(Your objective)
Your answer must be an exact copy of the lines from the one holding "river and record the pixel coordinates." through the last line of the entries below, with nothing added.

(Supplied data)
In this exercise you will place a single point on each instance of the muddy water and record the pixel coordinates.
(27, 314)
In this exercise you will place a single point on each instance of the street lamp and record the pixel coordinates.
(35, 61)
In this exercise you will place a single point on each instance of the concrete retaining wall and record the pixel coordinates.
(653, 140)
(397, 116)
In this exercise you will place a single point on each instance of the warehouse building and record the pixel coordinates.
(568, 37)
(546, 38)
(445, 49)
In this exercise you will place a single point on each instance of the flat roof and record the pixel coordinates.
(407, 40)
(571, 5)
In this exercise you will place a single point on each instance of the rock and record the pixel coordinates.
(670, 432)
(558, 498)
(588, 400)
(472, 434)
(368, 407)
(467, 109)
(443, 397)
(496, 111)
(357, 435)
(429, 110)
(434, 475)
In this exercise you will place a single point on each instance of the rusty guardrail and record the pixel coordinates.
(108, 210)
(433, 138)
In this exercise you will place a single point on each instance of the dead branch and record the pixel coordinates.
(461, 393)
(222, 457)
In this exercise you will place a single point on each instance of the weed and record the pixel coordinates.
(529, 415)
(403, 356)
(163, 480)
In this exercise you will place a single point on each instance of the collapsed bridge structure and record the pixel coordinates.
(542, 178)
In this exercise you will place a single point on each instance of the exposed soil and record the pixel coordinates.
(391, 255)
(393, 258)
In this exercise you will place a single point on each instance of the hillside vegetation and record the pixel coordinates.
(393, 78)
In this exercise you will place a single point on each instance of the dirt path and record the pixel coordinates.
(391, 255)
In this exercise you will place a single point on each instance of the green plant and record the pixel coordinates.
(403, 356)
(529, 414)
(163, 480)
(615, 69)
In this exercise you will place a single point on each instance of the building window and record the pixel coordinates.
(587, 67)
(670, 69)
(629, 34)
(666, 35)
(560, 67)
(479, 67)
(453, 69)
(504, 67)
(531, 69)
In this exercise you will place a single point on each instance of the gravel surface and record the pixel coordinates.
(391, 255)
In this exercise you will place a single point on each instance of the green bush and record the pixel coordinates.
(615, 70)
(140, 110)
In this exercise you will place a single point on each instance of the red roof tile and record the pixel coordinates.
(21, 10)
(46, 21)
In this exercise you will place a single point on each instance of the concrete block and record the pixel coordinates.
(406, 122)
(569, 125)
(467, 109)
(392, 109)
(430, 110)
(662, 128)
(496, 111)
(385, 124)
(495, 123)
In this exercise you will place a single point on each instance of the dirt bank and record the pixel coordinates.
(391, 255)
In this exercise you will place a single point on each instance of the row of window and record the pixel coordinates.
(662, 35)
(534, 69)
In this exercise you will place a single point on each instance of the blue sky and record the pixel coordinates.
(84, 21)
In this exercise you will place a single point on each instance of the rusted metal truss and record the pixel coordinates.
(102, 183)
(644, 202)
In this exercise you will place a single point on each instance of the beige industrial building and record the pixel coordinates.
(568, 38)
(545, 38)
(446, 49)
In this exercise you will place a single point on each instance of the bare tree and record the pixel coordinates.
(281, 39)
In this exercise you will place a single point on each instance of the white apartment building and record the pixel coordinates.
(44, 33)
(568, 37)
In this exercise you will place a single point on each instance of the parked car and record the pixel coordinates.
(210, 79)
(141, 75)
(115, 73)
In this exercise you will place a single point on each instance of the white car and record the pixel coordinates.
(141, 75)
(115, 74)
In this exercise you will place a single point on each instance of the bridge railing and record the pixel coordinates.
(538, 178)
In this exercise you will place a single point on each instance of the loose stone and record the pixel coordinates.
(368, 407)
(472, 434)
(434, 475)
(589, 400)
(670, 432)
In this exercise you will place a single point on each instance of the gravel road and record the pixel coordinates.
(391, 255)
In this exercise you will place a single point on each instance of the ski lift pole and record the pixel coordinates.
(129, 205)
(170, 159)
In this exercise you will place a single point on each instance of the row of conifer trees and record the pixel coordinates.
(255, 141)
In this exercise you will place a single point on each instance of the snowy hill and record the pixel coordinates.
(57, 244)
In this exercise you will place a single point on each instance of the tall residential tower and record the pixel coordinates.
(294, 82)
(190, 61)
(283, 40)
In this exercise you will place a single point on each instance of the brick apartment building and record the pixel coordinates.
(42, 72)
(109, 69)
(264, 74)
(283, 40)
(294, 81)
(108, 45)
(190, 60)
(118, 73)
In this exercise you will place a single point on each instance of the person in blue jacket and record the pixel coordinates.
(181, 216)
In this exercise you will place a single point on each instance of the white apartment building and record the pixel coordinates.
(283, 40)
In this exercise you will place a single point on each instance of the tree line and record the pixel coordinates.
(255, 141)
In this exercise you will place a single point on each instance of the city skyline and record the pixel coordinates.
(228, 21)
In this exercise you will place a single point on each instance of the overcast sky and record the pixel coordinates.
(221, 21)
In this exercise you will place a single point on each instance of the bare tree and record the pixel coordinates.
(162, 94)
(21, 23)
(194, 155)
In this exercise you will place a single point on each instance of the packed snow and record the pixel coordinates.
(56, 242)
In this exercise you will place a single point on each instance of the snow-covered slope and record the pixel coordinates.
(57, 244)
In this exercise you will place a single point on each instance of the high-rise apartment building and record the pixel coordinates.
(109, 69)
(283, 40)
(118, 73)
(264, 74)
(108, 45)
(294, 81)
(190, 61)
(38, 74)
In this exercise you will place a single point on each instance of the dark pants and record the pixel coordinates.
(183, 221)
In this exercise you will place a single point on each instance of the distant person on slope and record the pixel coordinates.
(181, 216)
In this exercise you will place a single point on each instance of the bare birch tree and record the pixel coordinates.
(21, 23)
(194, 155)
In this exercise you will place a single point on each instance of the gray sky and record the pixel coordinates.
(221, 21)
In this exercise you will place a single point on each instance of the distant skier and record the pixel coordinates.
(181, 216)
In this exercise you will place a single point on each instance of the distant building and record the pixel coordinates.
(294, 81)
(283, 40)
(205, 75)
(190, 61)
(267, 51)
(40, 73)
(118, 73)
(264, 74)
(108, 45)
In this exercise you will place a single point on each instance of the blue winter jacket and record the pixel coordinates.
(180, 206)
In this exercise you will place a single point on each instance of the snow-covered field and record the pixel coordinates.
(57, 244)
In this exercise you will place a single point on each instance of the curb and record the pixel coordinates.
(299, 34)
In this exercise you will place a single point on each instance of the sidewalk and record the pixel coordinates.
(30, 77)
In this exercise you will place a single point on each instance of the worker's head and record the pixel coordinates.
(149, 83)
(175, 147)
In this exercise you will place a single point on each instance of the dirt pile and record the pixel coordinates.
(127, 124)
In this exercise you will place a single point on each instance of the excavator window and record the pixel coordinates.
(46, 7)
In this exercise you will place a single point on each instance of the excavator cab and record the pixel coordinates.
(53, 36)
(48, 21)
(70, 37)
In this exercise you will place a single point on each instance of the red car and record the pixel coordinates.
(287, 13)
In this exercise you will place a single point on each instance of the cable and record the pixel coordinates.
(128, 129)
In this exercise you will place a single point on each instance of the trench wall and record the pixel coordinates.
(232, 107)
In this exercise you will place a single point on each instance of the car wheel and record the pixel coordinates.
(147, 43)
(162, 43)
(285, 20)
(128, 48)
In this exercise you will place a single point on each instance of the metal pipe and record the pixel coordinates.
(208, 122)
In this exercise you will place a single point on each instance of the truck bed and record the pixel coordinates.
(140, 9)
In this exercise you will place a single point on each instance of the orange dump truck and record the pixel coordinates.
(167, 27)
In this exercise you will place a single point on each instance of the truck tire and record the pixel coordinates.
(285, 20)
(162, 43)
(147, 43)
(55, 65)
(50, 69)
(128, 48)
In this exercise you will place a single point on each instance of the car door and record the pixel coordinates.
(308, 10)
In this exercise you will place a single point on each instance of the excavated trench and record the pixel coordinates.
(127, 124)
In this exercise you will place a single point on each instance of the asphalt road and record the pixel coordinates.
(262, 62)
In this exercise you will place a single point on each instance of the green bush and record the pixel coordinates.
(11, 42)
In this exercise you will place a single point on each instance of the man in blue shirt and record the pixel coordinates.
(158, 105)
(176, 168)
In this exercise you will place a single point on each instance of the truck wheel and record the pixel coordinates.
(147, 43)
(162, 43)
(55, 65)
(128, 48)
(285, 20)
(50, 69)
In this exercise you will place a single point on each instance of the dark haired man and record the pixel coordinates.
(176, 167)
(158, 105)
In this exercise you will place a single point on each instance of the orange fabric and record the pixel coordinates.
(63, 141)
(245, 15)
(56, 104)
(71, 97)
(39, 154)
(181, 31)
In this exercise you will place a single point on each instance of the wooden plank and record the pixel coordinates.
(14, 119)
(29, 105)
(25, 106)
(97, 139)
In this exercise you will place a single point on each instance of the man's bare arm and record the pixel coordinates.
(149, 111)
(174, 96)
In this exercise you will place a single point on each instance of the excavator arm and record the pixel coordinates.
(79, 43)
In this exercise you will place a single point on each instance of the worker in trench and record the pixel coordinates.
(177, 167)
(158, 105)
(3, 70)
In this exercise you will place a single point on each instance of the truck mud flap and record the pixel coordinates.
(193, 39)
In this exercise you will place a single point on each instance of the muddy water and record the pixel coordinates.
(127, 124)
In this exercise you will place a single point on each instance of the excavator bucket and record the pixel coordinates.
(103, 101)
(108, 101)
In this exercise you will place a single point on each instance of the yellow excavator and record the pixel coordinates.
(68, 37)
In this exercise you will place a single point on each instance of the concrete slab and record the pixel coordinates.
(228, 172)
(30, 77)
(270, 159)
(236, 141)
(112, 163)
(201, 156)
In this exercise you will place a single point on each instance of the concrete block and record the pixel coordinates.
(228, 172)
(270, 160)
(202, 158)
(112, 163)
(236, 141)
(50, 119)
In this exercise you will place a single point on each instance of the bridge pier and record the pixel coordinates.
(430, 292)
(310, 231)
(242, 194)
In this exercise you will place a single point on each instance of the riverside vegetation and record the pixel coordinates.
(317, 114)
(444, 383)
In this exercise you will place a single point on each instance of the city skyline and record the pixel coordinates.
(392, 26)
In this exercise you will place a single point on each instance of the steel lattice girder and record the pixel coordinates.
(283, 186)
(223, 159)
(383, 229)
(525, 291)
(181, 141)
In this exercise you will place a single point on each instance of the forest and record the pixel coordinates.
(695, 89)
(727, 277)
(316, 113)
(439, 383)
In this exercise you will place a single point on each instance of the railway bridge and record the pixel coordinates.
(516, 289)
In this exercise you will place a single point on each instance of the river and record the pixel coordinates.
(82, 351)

(Answer below)
In this exercise you will place a single point on each instance of the river and record the pixel coordinates.
(82, 351)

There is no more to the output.